- **WORK REQUIRED**
Your copy should match the records exactly, apart from the pictures, which stay out.

(Beginning of RECORDS FOR PROCESSING)

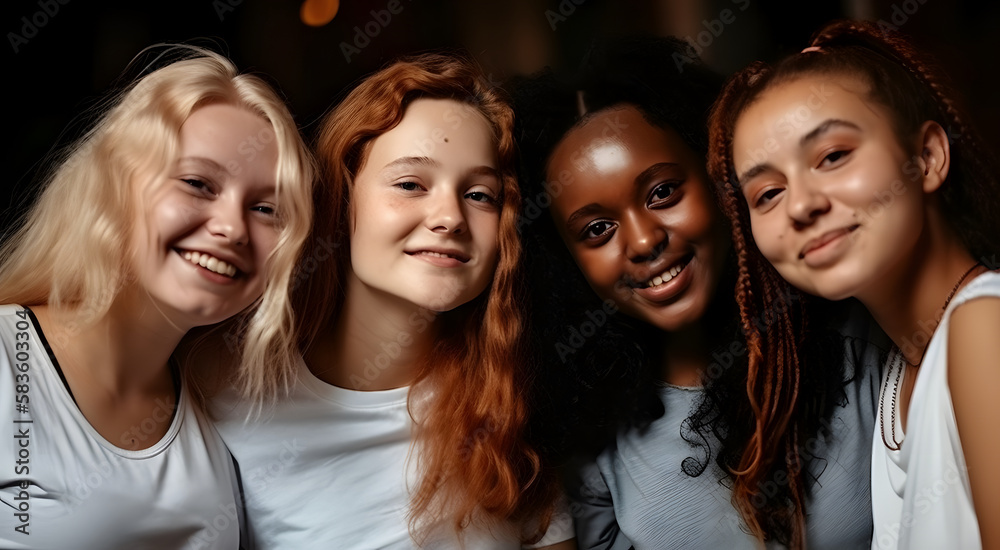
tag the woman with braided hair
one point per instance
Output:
(637, 329)
(849, 168)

(End of RECORDS FOR PROCESSING)

- **SOLUTION TO THIS PROBLEM**
tag the woman with braided hair
one point per instance
Output:
(637, 329)
(849, 168)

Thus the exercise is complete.